Page extract -
________________________

What has kept the game relevant over the years is its writing. Rooted in White Wolf’s sprawling World of Darkness pen-and-paper universe, Bloodlines is a deeply narrative video game. It allows players to chart their own course through a grim and morally ambiguous version of early 2000s Los Angeles. Its storyline is so highly regarded that it played a major role in Paradox Interactive’s decision to purchase White Wolf in 2015.
Vampire: The Masquerade — Bloodlines 2 is Paradox’s attempt at a sequel, currently in development by the team at Hardsuit Labs. Its narrative lead is none other than Brian Mitsoda, the man responsible for the storyline of that original game. Joining him is senior writer Cara Ellison, a former journalist turned games writer and a rabid fan of the original game.
Polygon sat down with both Ellison and Mitsoda last month to discuss their history with the Vampire franchise, and to talk about what’s to come for fans of the RPG.
“I got introduced to the world of Vampire when I first interviewed at Troika,”Mitsoda says. He’d previously worked at Black Isle Studios, makers of the Fallout and Baldur’s Gate series of RPGs. “What I loved about it was that previously all of Black Isle’s licenses were for Dungeons & Dragons, which was not my thing. It’s not just because it was fantasy, but because it’s very black and white. Very good and evil.
“What I liked about Vampire was that it was the real world,” Mitsoda continues. “It was this kind of hidden dark side of the world, and that you’re not playing a hero character in this. You’re playing a monster. And that to me is already different than every other RPG out there.”
In White Wolf’s Vampire, players take on the role of powerful undead creatures with specific lineages. There’s the aggressive and iconoclastic Brujah clan of vampires, the brooding Toreadors, and the proud and aristocratic Ventrue to name just a few. Rarely do these vampire families get along. Their centuries-long conflicts play a major role in the game’s sweeping narrative arcs. Its more immediate and intimate struggles revolve around maintaining the Masquerade, the effort to delude all of humanity into thinking that the undead don’t actually exist. Social stealth is the name of the game, and only by blending in can individual vampires continue to exist.
The other major appeal of the Vampire franchise is that it’s set in the modern day. Bloodlines 2 will be no different, but its developers are moving things geographically north to Seattle, Washington. Mitsoda was quick to point out that his game has little if anything in common with the tabletop RPG. In fact, Hardsuit was pitching Bloodlines 2 to Paradox while the troubled tabletop version was still being written. The process gave Hardsuit Labs more or less free rein to take the lore in whatever direction it wanted.
“It was pretty much a blank slate for us,” Mitsoda says, “to build up and build out our corner of the World of Darkness.”
“We wanted to take the original Bloodlines as the template,” Ellison says. “We want to make a Bloodlines game, so we’re mostly just focused on what that means to us personally. We’ve created the entire world of Seattle from scratch.”
When Bloodlines 2 begins, players will take on the role of a newly-created vampire slowly gaining power alongside of an awareness of their new role in society. The source of that power is human blood, and finding hosts is a major gameplay mechanic.
But not just any blood will do.

________________________

Given data -
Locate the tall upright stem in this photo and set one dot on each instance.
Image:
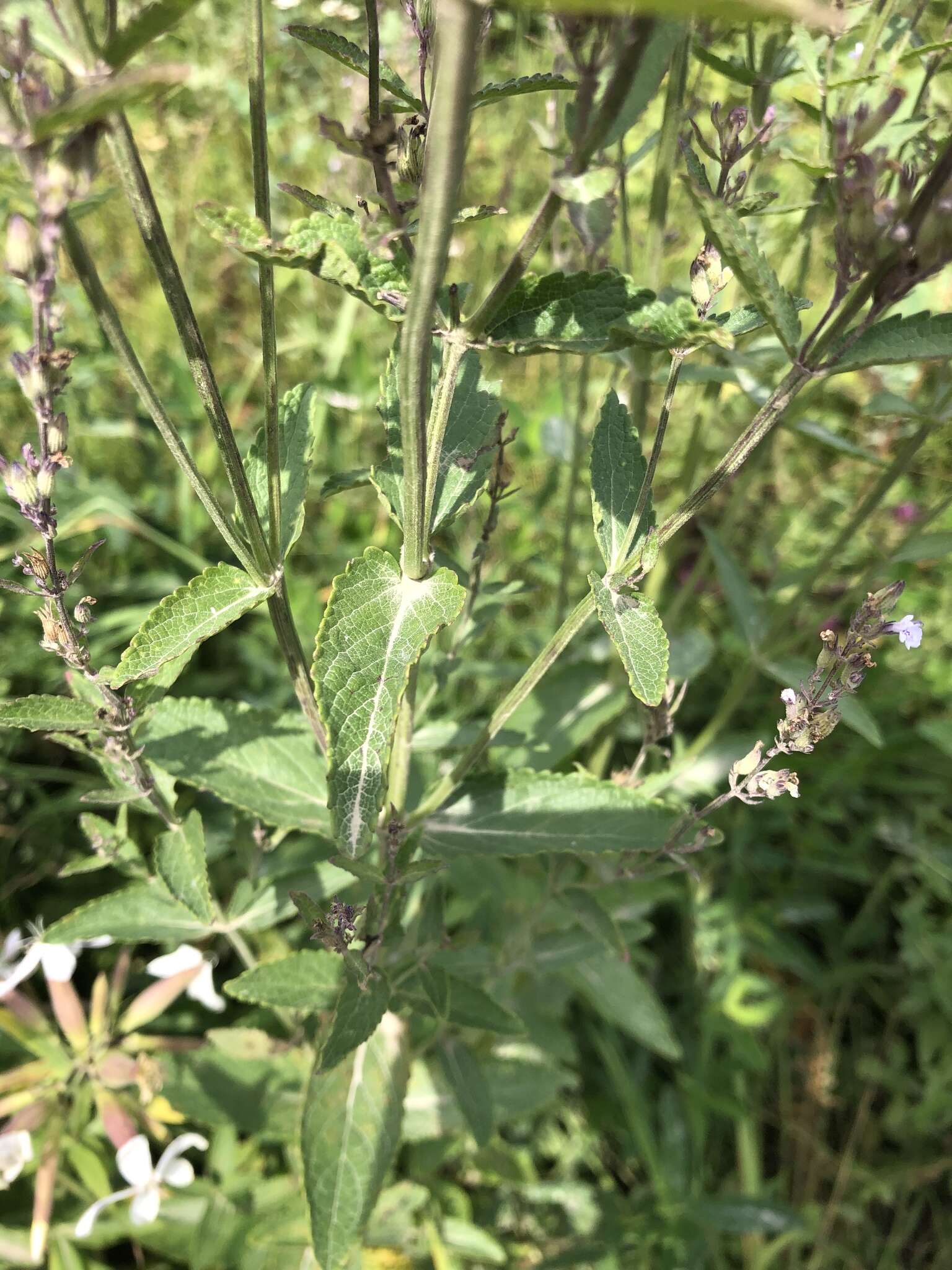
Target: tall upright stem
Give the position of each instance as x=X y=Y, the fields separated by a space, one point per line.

________________________

Set of tasks -
1. Answer these questions from the Bloodlines 2 article, one per line:
(a) In what year did Paradox Interactive buy White Wolf?
(b) Which studio is developing Bloodlines 2?
(c) To what city does Bloodlines 2 move its setting?
2. Please turn the paragraph of the Bloodlines 2 article beginning "In White Wolf's Vampire, players take on the role" into a short bulleted list that keeps its main facts.
3. Continue the Bloodlines 2 article with a paragraph or two that follow on from its last sentence.

Answers for the exercise -
1.
(a) 2015
(b) Hardsuit Labs
(c) Seattle, Washington

2.
- Players take on the role of powerful undead creatures with specific lineages.
- The clans include the aggressive, iconoclastic Brujah, the brooding Toreadors and the proud, aristocratic Ventrue.
- The clans rarely get along, and their centuries-long conflicts drive the game's sweeping narrative arcs.
- The more immediate struggles center on the Masquerade, the effort to make humanity believe the undead don't exist.
- Social stealth is key: vampires survive only by blending in.

3.
“In our game vampires are looking for something called ‘resonance,’” Mitsoda says. “That means very strong emotional feelings in human beings. Vampires don’t really feel strong emotions so, in order to experience an emotion such as rage or desire, they have to get it out of people who have these very strong emotions already in their blood.”
Mitsoda says players might observe someone crashing their bike on a deserted street corner, then choose to swoop in and taste that pain. Later they might catch a pair of young lovers out for a walk, then follow one of them home to sample their desire. Depending on the emotional state of non-player characters, players themselves will be able to charge their passive and active abilities — powerful skills that will allow them to perform stunts in combat or influence social interactions. Only by finding the right kinds of resonance out in the wild can players build up their skills to meet their needs.
“You’re always kind of on the hunt,” Mitsoda says, “and it’s one of the big parts of the side activities in the game. You’re skulking around on the tops of roofs and looking around for people with strong resonance and figuring out how to best get them in a position where you can feed on them without breaking the Masquerade.”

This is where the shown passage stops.